▶ Short problem: How many lines of the records below contain the string "target"? Reply with the number alone.

↓

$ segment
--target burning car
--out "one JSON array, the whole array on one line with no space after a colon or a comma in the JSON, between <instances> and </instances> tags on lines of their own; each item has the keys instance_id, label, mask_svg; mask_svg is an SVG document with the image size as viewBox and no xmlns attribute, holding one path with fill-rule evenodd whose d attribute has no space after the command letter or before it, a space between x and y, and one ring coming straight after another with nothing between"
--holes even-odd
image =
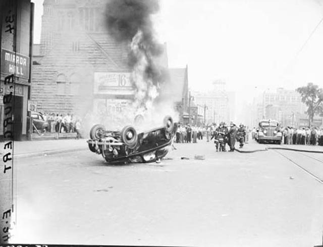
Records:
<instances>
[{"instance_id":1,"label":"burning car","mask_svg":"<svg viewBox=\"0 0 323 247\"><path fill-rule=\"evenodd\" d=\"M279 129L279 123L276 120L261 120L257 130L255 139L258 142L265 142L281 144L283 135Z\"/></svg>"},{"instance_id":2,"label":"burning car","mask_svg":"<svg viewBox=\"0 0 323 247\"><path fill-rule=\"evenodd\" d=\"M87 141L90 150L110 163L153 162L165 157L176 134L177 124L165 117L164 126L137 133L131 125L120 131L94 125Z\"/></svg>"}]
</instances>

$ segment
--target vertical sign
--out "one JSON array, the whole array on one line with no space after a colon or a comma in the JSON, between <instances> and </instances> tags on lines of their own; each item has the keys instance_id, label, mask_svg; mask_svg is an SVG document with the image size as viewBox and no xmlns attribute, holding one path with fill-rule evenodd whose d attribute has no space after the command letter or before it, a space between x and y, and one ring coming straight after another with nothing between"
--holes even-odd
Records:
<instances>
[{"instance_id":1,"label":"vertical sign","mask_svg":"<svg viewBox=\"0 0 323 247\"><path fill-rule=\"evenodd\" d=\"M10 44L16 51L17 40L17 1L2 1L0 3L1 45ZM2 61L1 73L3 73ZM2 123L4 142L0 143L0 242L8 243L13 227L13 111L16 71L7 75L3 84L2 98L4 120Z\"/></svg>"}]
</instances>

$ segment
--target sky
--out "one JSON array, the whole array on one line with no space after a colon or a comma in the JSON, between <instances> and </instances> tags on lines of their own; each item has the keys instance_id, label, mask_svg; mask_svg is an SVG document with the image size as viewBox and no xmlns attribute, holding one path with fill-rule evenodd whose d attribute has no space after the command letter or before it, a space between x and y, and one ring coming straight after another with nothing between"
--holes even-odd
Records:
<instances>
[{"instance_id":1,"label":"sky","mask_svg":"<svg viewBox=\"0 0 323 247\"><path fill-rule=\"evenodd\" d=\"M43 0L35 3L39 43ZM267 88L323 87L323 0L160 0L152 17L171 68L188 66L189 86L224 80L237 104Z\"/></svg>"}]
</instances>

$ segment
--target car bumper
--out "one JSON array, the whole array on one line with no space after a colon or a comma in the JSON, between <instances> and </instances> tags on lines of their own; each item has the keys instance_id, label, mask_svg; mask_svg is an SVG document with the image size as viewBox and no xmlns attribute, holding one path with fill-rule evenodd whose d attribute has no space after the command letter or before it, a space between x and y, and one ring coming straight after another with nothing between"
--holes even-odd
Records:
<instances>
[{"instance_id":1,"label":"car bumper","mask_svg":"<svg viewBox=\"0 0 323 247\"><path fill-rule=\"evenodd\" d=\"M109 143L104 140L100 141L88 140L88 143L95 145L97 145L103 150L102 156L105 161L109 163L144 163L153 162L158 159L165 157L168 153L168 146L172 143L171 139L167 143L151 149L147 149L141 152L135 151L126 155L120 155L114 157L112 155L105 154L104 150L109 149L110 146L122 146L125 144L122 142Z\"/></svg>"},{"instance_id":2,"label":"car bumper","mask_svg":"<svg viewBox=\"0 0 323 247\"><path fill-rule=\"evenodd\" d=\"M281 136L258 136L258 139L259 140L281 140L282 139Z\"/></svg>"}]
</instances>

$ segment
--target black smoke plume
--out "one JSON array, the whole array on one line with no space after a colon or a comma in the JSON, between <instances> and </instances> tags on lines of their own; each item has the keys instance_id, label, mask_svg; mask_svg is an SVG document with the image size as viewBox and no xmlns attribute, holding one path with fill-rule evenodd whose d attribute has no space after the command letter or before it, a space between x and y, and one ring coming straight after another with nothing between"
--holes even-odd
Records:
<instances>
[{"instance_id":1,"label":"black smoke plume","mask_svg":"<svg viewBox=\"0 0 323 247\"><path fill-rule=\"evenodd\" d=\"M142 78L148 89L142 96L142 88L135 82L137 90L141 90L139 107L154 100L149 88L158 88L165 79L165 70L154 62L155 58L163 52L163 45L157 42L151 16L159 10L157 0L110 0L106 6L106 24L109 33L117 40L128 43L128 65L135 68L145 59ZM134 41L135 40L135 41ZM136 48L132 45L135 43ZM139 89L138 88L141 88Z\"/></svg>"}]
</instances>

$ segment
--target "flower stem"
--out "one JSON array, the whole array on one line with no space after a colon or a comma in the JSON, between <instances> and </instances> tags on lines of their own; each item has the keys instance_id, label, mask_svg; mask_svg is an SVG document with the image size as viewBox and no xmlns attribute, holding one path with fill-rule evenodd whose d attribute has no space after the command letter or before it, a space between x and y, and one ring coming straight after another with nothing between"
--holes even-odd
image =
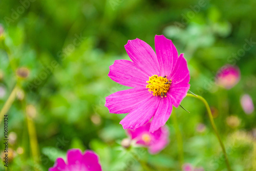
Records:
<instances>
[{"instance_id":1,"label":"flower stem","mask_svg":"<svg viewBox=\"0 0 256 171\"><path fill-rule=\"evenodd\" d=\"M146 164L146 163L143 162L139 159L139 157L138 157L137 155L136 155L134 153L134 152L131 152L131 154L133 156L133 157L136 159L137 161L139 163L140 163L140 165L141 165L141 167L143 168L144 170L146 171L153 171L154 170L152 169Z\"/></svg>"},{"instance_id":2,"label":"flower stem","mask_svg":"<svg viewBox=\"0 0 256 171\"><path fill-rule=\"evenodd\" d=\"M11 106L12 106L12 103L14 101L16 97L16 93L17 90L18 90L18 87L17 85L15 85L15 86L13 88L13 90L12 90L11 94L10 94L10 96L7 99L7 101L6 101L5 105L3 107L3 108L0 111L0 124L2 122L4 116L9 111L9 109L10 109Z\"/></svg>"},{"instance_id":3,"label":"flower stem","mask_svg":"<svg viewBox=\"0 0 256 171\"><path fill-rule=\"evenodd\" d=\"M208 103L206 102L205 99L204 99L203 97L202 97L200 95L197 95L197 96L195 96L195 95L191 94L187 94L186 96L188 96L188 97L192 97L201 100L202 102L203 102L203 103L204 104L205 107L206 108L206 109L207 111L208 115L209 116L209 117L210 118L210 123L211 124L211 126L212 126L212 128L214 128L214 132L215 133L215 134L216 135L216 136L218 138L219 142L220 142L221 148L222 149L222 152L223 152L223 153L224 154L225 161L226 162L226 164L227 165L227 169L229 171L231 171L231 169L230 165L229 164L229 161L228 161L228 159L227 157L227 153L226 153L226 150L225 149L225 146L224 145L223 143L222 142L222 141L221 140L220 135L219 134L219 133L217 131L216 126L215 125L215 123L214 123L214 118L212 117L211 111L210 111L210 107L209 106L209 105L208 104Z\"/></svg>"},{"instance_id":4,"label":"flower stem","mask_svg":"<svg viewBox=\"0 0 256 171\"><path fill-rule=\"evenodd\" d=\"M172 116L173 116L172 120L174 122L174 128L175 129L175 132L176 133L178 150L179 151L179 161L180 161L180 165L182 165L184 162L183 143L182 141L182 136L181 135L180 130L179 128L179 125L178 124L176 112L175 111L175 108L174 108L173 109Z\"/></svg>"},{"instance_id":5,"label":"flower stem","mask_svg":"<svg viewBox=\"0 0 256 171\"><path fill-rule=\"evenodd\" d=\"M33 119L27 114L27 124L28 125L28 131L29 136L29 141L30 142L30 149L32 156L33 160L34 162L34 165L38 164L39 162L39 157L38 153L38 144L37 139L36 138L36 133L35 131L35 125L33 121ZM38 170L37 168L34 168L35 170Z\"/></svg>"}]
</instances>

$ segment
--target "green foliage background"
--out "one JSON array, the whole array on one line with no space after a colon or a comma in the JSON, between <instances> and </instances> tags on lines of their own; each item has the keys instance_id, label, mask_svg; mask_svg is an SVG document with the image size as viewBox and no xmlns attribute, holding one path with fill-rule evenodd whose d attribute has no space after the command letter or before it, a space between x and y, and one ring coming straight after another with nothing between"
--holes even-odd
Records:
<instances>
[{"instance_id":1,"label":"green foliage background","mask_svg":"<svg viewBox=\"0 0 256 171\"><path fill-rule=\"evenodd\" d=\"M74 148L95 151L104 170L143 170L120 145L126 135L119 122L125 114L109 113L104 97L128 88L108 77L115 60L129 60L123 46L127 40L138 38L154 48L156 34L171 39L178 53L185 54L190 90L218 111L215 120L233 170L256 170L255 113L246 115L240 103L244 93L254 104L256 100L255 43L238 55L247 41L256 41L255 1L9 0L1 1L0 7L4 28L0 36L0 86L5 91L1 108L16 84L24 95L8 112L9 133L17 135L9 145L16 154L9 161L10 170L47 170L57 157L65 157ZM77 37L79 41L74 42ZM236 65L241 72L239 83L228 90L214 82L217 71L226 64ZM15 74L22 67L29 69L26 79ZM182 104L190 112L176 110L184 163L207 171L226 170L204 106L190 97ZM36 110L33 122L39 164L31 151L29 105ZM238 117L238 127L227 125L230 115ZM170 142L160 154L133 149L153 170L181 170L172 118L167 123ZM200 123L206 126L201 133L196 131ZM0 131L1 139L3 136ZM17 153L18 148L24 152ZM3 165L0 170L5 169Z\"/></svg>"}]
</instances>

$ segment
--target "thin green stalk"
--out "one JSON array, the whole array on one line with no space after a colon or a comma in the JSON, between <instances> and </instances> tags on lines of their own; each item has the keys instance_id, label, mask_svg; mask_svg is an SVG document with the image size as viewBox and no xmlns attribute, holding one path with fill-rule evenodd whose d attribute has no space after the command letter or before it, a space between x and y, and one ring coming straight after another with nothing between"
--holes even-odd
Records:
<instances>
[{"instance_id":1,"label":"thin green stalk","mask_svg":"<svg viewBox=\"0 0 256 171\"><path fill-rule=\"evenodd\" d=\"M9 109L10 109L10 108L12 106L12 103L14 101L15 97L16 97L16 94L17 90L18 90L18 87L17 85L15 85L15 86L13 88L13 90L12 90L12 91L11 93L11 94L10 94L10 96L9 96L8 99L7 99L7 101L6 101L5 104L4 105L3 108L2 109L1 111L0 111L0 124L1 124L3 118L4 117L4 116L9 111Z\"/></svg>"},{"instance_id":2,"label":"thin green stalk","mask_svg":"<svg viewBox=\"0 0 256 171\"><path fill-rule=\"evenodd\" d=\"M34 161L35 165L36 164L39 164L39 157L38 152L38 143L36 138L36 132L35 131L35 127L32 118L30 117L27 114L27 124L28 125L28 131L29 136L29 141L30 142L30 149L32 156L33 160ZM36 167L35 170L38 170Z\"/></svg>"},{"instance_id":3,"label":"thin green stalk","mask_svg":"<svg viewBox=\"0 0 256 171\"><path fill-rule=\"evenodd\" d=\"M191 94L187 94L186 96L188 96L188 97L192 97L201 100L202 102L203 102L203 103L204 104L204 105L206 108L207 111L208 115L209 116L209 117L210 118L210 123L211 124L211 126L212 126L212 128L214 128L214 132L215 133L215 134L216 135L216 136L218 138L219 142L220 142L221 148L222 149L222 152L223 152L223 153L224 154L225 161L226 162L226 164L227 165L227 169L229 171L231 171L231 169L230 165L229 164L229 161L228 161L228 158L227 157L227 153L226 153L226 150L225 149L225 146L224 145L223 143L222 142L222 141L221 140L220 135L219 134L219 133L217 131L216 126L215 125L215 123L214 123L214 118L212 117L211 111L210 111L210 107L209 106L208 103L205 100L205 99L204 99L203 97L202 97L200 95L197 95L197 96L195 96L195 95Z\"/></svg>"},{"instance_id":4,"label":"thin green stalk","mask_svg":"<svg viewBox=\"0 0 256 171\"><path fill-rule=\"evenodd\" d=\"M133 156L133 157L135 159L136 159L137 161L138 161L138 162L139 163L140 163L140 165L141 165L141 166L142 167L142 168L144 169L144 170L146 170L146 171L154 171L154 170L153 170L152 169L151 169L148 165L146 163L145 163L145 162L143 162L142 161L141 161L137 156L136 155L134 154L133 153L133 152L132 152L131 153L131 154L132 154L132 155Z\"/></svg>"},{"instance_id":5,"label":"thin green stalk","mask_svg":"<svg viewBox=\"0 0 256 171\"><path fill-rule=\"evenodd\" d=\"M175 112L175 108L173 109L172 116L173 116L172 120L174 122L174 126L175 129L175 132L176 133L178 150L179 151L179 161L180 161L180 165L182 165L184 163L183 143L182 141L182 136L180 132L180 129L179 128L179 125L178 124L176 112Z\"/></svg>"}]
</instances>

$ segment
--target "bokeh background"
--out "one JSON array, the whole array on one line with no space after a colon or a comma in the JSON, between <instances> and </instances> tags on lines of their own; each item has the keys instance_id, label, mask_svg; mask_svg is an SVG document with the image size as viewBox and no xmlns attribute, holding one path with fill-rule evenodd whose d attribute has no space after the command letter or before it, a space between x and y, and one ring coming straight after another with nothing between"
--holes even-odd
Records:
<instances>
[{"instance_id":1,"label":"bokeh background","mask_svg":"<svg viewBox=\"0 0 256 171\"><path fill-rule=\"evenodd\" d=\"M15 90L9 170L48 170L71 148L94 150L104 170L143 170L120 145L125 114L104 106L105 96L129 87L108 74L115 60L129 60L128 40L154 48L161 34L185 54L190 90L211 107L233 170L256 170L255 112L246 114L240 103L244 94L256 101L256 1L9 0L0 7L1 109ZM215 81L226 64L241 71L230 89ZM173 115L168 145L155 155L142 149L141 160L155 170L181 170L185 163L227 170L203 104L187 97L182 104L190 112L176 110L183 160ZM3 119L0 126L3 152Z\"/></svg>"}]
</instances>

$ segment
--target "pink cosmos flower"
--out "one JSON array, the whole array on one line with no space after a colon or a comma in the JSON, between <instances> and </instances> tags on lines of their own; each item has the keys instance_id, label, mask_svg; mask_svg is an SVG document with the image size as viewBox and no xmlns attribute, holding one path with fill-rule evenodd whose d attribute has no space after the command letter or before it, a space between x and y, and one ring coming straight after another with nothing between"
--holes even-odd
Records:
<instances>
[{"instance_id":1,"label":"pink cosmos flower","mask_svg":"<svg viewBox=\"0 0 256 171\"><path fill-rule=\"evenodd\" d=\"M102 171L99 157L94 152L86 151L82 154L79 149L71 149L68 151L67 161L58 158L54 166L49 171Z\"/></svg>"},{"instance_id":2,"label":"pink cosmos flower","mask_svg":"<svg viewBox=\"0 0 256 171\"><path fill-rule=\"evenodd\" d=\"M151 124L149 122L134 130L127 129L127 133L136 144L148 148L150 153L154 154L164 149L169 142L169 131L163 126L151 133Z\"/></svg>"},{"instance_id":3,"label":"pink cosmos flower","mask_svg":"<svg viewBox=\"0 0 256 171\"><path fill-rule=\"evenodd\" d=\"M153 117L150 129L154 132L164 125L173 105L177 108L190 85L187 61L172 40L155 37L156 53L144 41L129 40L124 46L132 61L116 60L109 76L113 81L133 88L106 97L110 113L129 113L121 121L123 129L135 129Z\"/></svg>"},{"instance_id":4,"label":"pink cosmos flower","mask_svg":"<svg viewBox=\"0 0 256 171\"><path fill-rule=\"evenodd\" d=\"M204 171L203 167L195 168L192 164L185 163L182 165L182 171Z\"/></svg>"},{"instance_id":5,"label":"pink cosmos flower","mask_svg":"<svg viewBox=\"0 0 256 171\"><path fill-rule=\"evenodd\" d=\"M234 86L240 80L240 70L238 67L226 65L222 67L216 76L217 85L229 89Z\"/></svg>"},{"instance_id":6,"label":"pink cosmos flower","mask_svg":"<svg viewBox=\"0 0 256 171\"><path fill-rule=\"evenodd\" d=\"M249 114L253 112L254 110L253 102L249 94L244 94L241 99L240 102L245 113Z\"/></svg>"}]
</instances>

↑

▶ Written response: 10